*** PAGE EXTRACT

In response to the issue they changed the invaders from “Killer Rabbids” to “Killer Freaks” and officially revealed the game under that title at E3 2011 as a launch game for the Wii U.  While the Freaks remained very similar to the Rabbids in size and stature they were given a much more reptilian appearance to differentiate them from their earlier counterparts. Set in a post-apocalyptic London, the game pitted 1-4 players against hordes of the Freaks with an arcade run n gun style of gameplay complete with a point system. An early trailer and gameplay video revealed a variety of weapons that could be used against the Freaks ranging from handguns and shotguns to a buzzsaw launcher and electricity gun.

Despite the early footage getting a positive response the team still wasn’t satisfied with what the game was turning out to be.  The driving force behind this was their desire to create an experience tailor suited for the Wii U, something that the fast paced shooter that they had made didn’t deliver on. Another reason was that the Freaks, despite being well liked by the team, were too small and forced players to look towards the ground for a majority of the game.  It is because of these pacing and gameplay issues that the team decided zombies were the next logical step.

Many of the aspects were completely overhauled in the transition to ZombiU, with Tupic-Bron citing the one vs many book and film I am Legend as a major inspiration towards the change.  First and foremost the pace of the game was significantly slowed down, hence the change to zombies as they are generally depicted as being slow and stumbling.  They introduced a focus on preparation, patience, and inventory management as opposed to the frantic gameplay in the previous installment.

This allowed them to utilize the Wii U pad more effectively, as it was now used for vital gameplay features such as displaying the map and organizing the player’s inventory.  They also abandoned the more comical aspects of the game in favor of a darker and more serious toneCo-op was also removed and instead was replaced by a unique “one death” in which every survivor the player controlled only had one life, and the next survivor the player controlled would have to make their way to the now zombified previous survivor and kill them for their supplies.  One of the only aspects that remained relatively unchanged was the vs multiplayer in which one player would control an army of aliens/zombies with the game pad, while the other would try and survive as long as possible with a Wii-mote and nunchuck.

ZombiiU was released on November 18th, 2012 and ports for the Playstation 4, Xbox One, and PC were released on August 18th, 2015.  News of a sequel in development began to spread when creative director Jean-Phillipe Caro mentioned working on a prototype, but It has since been 100% denied by the Ubisoft CEO Yves Guillemot as the game was not financially successful for the company.  It has been more recently revealed that this proposed game would have re-instated co-op gameplay like in the previous installments.  Ubisoft Montpellier continues to work on big franchise games such as the next Ghost Recon and the sequel to their cult hit Beyond Good and Evil.

******

• _PROMPT 1_
Print the passage on ZombiU's development word for word, starting with "In response to" and going on through "and electricity gun.".

*** DATA SUPPLIED

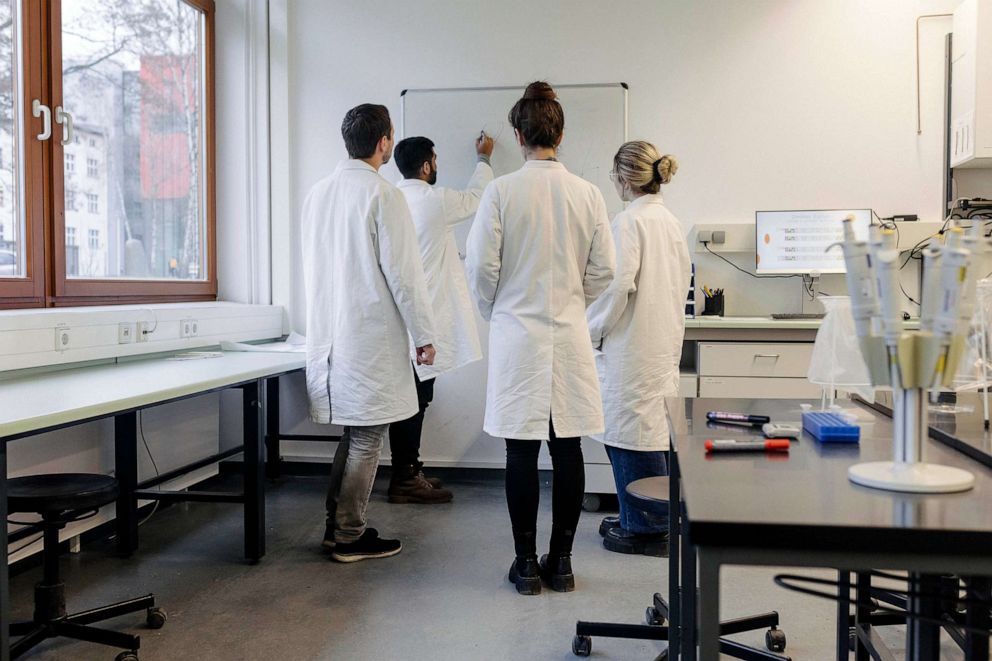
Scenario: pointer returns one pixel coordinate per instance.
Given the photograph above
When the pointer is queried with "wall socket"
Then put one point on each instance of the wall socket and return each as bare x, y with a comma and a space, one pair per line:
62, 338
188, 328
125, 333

******
*** DATA SUPPLIED

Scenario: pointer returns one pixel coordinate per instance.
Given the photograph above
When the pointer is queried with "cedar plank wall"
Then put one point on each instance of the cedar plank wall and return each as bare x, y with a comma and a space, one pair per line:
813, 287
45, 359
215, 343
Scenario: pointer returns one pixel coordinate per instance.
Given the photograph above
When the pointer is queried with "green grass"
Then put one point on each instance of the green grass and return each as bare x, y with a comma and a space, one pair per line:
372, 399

******

• _PROMPT 2_
Count the lines in the records that contain the string "pair", matching case exactly, and give only that number.

• _PROBLEM SOLUTION 1_
In response to the issue they changed the invaders from “Killer Rabbids” to “Killer Freaks” and officially revealed the game under that title at E3 2011 as a launch game for the Wii U.  While the Freaks remained very similar to the Rabbids in size and stature they were given a much more reptilian appearance to differentiate them from their earlier counterparts. Set in a post-apocalyptic London, the game pitted 1-4 players against hordes of the Freaks with an arcade run n gun style of gameplay complete with a point system. An early trailer and gameplay video revealed a variety of weapons that could be used against the Freaks ranging from handguns and shotguns to a buzzsaw launcher and electricity gun.

• _PROBLEM SOLUTION 2_
3